**REQUIRED TASKS:**
a - List every key issue that the proxy voting article below says Glass Lewis covered in its August 2025 policy update. Give each one by its heading.
b - Using the proxy voting article below, decide whether each statement agrees with it. Answer yes or no for each, and quote the words that settle it.
(i) Glass Lewis updated its benchmark policy for Australian listed companies in August 2025.
(ii) Boards are expected to include at least two non-executive directors with senior executive experience in the company's core industry.
(iii) The article draws on information available at mid-February 2026.
c - Write the next part of the proxy voting article below, picking up after its final sentence.

**PAGE:**
==============================

In Georgeson's 2025 AGM Review we highlight some rapidly evolving changes in the global proxy advisor and global institutional investor landscape that are still very much in play as we settle into 2026. This article provides further details based on available information at mid-February 2026. Further updates will be provided through our website and direct client communications as they unfold.

2025 updates to benchmark proxy voting guidelines

Starting with the ‘business as usual’ aspects of this topic, during 2025 the two major global proxy advisors, Glass Lewis and Institutional Investors Services (ISS), updated their ‘benchmark’ voting guidelines for Australian issuers companies as follows.

Glass Lewis

In August 2025, Glass Lewis updated its Benchmark Voting Policy for Australian listed companies on the following key issues:

  • Core industry experience and board skills. Boards should contain at least one non-executive director (NED) with senior executive experience in the company’s core industry. Companies should clearly disclose skills, attribute each skill to specific directors and disclose assessment criteria.
  • Executive remuneration. Where companies use time-based vesting in their incentive frameworks, the benchmark policy now expects transparent disclosure of the rationale, including relevant market benchmarks or strategy considerations. In addition, the total incentive opportunity should be suitably discounted to reflect the lower risk.
  • Founder-led companies. Founders can play a critical role in a company’s success and often have substantial wealth tied up in the business, but companies also need to manage and mitigate governance risks. Glass Lewis guidance will balance up founder influence and independent oversight and consider whether governance structures adequately protect minority shareholders.
  • Board oversight of Artificial Intelligence (AI). Glass Lewis has increased its expectations for board oversight of AI-related risks in a new section in the benchmark guidelines, outlining how GL will assess if boards have taken steps to oversee and manage AI-related concerns, including through disclosure, committee responsibilities or broader governance activity.
  • Accountability for capital allocation. Directors may be held accountable where the use of capital through acquisitions, projects or restructures, has resulted in destruction of shareholder value. If there is no plan to replace lost value, GL may recommend against the board chair or a long-serving director.

==============================

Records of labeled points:
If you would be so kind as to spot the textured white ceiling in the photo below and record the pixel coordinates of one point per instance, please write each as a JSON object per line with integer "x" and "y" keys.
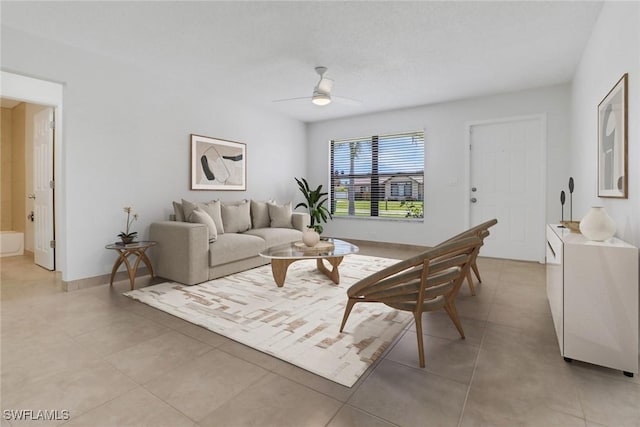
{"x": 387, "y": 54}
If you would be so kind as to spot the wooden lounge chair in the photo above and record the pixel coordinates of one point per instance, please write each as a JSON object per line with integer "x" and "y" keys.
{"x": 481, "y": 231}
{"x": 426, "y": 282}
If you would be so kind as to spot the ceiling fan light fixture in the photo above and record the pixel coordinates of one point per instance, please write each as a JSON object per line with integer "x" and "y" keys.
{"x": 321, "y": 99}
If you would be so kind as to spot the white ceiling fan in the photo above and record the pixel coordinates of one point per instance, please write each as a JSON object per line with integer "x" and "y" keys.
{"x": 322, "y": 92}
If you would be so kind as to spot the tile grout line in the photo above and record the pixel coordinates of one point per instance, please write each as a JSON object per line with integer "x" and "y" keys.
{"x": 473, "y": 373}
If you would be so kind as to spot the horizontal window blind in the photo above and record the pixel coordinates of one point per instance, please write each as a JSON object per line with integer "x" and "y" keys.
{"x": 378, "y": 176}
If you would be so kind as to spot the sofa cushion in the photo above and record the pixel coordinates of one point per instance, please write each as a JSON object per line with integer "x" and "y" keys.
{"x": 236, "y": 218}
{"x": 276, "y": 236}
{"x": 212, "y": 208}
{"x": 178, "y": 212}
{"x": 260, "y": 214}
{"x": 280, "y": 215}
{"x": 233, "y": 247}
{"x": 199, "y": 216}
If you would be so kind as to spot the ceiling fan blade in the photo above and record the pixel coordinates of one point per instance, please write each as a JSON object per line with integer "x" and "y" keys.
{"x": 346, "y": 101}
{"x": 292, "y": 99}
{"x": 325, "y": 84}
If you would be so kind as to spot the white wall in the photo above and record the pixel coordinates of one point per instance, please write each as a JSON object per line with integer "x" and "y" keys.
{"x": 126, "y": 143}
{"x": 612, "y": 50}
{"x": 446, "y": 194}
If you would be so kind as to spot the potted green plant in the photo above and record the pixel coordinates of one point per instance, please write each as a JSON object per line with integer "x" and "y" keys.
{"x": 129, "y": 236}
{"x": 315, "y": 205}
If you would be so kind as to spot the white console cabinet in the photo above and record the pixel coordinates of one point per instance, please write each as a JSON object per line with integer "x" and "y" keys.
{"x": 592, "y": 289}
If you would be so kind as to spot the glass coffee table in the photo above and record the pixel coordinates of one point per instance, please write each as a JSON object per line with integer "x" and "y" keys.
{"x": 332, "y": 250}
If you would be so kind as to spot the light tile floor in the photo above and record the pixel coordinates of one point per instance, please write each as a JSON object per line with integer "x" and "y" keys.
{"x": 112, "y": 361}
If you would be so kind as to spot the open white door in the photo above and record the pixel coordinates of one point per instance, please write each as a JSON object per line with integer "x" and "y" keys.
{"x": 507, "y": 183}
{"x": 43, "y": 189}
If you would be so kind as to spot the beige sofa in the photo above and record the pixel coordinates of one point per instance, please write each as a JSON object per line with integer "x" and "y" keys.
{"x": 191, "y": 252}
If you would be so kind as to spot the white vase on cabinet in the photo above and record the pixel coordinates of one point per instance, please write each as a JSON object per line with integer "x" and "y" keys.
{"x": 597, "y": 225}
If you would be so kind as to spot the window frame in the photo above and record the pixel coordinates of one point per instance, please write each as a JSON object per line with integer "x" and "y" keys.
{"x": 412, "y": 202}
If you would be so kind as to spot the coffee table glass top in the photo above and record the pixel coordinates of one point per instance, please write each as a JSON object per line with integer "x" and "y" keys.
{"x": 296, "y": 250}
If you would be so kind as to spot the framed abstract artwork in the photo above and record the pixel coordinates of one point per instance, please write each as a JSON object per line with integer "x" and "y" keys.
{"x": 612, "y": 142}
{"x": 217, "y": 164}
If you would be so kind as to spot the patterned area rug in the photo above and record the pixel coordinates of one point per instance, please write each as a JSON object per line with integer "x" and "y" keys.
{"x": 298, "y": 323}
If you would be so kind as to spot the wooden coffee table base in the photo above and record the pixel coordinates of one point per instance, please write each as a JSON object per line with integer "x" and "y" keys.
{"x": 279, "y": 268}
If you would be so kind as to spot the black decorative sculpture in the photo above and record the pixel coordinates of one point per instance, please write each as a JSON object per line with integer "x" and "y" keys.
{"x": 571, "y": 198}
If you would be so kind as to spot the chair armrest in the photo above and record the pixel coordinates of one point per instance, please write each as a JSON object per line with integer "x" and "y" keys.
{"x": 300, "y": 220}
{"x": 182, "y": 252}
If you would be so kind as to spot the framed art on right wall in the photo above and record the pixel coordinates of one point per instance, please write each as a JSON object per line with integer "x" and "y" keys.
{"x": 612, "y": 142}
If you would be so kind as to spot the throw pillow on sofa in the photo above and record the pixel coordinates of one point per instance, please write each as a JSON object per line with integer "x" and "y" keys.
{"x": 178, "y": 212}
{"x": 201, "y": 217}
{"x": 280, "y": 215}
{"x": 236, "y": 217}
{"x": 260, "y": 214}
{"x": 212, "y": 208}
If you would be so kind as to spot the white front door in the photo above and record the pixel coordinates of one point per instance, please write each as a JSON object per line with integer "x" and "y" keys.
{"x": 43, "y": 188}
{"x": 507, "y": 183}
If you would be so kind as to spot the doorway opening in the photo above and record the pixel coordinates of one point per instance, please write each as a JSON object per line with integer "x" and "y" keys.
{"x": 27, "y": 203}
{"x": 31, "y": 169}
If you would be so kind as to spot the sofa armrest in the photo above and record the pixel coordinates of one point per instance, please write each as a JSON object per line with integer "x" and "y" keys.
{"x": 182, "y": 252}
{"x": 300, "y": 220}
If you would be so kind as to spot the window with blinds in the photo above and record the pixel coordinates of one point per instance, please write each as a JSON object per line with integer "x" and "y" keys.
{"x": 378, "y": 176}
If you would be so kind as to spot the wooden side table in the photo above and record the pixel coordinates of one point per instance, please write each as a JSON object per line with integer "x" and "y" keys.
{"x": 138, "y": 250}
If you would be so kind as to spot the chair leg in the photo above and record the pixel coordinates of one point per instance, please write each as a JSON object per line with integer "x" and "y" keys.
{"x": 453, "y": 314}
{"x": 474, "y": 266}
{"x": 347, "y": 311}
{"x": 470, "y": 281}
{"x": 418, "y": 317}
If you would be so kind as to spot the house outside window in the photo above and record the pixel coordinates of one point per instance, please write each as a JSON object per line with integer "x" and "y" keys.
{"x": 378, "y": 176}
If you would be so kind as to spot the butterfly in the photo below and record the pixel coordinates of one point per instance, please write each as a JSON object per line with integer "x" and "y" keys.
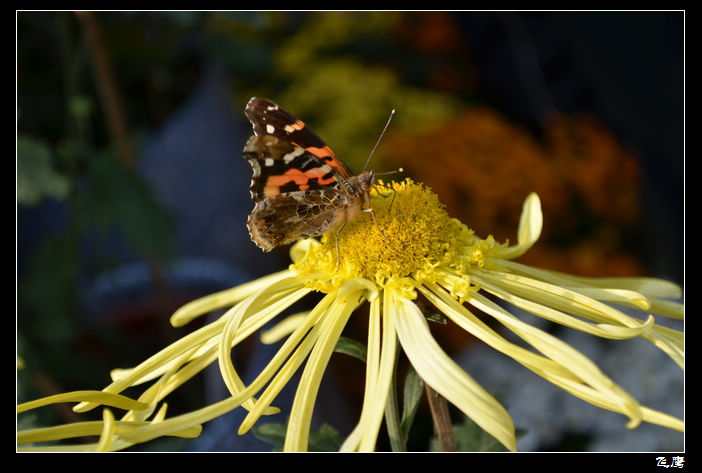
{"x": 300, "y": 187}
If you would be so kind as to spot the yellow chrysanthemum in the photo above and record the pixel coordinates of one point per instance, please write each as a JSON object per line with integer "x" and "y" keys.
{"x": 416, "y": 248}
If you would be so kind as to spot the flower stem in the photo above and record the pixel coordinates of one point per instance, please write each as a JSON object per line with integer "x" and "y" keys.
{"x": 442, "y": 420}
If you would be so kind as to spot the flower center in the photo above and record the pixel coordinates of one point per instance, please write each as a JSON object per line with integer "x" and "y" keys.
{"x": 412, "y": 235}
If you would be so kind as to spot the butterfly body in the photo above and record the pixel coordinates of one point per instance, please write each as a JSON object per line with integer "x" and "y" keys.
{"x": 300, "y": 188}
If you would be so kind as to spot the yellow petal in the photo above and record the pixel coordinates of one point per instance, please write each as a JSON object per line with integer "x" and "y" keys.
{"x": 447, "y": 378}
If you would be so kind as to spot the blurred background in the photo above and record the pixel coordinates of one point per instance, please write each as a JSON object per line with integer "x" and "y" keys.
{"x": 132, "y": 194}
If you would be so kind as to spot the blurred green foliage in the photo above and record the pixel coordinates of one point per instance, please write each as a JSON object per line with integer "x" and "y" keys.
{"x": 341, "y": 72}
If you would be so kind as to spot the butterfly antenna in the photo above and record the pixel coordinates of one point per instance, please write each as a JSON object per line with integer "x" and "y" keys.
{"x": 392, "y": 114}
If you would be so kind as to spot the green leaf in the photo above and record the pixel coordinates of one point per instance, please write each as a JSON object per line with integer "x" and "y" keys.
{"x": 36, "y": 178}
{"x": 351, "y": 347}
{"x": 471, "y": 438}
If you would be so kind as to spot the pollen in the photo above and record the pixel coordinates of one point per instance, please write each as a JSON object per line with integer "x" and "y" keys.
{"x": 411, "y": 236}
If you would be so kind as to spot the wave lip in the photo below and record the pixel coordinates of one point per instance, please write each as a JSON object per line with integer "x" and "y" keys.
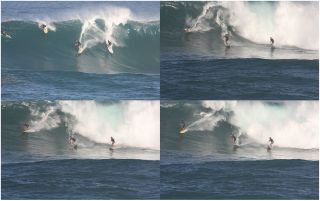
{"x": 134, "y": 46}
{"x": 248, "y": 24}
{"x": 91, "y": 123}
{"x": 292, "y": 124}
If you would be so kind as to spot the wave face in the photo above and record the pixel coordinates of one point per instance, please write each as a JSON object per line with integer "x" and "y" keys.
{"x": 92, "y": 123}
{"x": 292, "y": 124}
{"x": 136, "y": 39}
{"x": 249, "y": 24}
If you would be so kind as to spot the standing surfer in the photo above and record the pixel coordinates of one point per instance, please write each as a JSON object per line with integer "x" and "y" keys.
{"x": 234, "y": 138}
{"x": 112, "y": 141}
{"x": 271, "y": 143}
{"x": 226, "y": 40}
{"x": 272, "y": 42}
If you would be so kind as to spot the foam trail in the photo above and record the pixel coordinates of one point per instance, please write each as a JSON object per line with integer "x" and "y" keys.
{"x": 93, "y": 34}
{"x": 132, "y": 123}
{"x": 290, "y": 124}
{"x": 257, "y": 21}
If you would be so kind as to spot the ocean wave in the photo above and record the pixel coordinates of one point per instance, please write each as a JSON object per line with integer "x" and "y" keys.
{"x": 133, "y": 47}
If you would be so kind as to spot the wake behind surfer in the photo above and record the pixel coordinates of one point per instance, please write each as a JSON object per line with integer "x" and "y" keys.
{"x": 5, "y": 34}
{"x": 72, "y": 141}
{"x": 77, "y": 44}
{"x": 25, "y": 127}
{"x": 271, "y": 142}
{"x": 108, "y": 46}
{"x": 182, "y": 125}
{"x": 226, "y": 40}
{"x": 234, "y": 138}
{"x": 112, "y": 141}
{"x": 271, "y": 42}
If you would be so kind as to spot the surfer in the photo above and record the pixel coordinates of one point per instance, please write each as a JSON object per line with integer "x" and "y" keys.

==============================

**SET OF ANSWERS:**
a -
Core industry experience and board skills
Executive remuneration
Founder-led companies
Board oversight of Artificial Intelligence (AI)
Accountability for capital allocation

b -
(i) Yes: "In August 2025, Glass Lewis updated its Benchmark Voting Policy for Australian listed companies"
(ii) No: "Boards should contain at least one non-executive director (NED) with senior executive experience in the company’s core industry."
(iii) Yes: "This article provides further details based on available information at mid-February 2026."

c -
ISS

Changes to ISS’s Australian Proxy Voting guidelines in 2025 included:

  • Remuneration. The updates to remuneration guidance in 2025 specifically related to Long-term Incentive Plans (LTIs): 
    • Option exercise prices should not be at a discount to market price at the grant date – removes the words after ‘in the absence of demanding performance hurdles’.
    • Regarding LTI vesting, the minimum accepted performance period is three years.
    • Long-term incentives should not permit the re-testing of performance hurdles. In the case of new plans, as best practice, companies should not include re-testing provisions.
    • Incentive plans should have appropriate malus and claw-back provisions.
  • Gender balance. ISS will recommend a vote against or withhold from incumbent members of the nominating committee if the board is not comprised of at least 30 percent of under-represented gender identities.
  • Climate risk mitigation and Net Zero. ISS will vote against the incumbent chair of the responsible committee (or other directors on a case-by-case basis) where:
    • The company has set a medium-term target for reducing its GHG emissions but the target does not include scope 1, 2 and relevant scope 3 emissions, OR
    • The company does not have a decarbonisation strategy in place, with a defined set of quantitative and qualitative actions to reach Net Zero targets.
  • Social and environmental proposals. ISS will recommend a vote for disclosure reports that seek additional information particularly when it appears companies have not adequately addressed shareholders' social, workforce, and environmental concerns.
  • Say on Climate management proposals. ISS will take account of the feasibility of a company’s short-, medium-, and long-term targets for reducing operational and supply chain GHG emissions in line with Paris Agreement goals (Scopes 1, 2, and 3 if relevant) – in addition to taking into account target rigour and completeness as previously.

Many of the AGM voting outcomes detailed in our 2025 AGM Review exemplify how these benchmark policy updates were put into practice at S&P/ASX300 during 2025.

More nuanced policies and customisations

Whilst the benchmark (or ‘house’) policies of the major proxy advisors (to which the above 2025 updates relate) have always attracted the most attention, both Glass Lewis and ISS have taken significant steps over recent years to introduce more optionality and customisation into their business models.

One example of this has been the introduction of ‘themed’ voting policies, allowing individual institutional investors to pursue their particular values or investment beliefs that may not suit a ‘one size fits all’ approach – for example, to prioritise sustainability/ESG considerations, religious beliefs, investment value or other perspectives.

A further extension on this theme is the ability for investors to develop their own custom proxy voting using the underlying data and administration capacity of the proxy advisor, such that the proxy advisor is essentially operating as an implementation specialist rather than as an originator of the voting decisions or recommendations.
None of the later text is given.